Leadership Priorities for APsA at This Moment
This statement brings together my responses to two related questions raised during the election discussion: what I would say to an early-career clinician considering APsA, and how I understand leadership responsibility in moments of rupture and repair. I share it here because these questions go to the heart of my leadership vision and the future I hope to help shape for our association.
To an early-career colleague, I would say: I believe APsA can function as a safe, vital, and professionally sustaining learning environment that supports their clinical work and their development. I would also name the reality that parts of our association struggle with organizational ill-health, where moments of difference can slide into repetitive, polarizing, and at times hurtful dynamics. I wish to use my collaborative leadership to address these situations as I believe strongly that we can reclaim a genuinely enlivening community.
My leadership priorities grow directly from these concerns.
First, strong education and training.
I will grow our practices by supporting trainees and early-career clinicians as they navigate today's realities—telehealth, AI, insurance pressures, and evolving career paths—while remaining firmly grounded in rigorous psychoanalytic therapy and analytic training.
Second, leadership and professional stewardship.
I understand the President's role as stewarding the internal life of the organization. From a psychoanalytic perspective, organizations need containment, a trustworthy frame for engagement, and leadership that can hold difference without collapsing into polarization. This is why I supported the changes to the listservs that have reduced their toxicity. It's also why I supported staying in the IPA so that we could continue the dialogue about tele-training.
Bridging early-career and senior colleagues matters deeply to me. Younger clinicians bring innovation and vitality; senior colleagues bring depth, continuity, and perspective. APsA is strongest when these voices are in dialogue.
Third, scholarship and research grounded in clinical reality.
APsA should engage emerging developments thoughtfully and collaboratively, drawing on initiatives such as the President's Council on AI, the Department of Psychoanalytic Education, and the Commission on the Economics of Psychoanalysis-especially where economic pressures shape the viability of analytic careers.
An essential question in this discussion concerns rupture and repair. In my own leadership experience, I have seen how quickly groups polarize—and how much leadership matters in restoring analytic listening and making repair possible. When a shared analytic frame is re-established, even difficult differences can be explored with respect and care. I am committed to finding ways for these conversations to occur in settings that allow for reflection and repair, beyond the limitations of listserv exchanges.
I offer my leadership in a spirit of collaboration and deep care for our field. I believe APsA can once again feel like a place of intellectual excitement, professional support, and safe, meaningful connection—a community worth belonging to and building together.

Stored data –
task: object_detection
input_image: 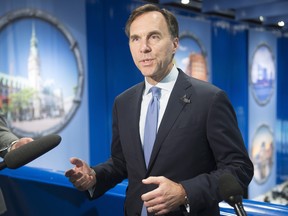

Brief – From the APsA leadership statement, write out word for word the part that begins with "First, strong education" and ends after "and professional stewardship.".

Exercise answer –
First, strong education and training.
I will grow our practices by supporting trainees and early-career clinicians as they navigate today's realities—telehealth, AI, insurance pressures, and evolving career paths—while remaining firmly grounded in rigorous psychoanalytic therapy and analytic training.
Second, leadership and professional stewardship.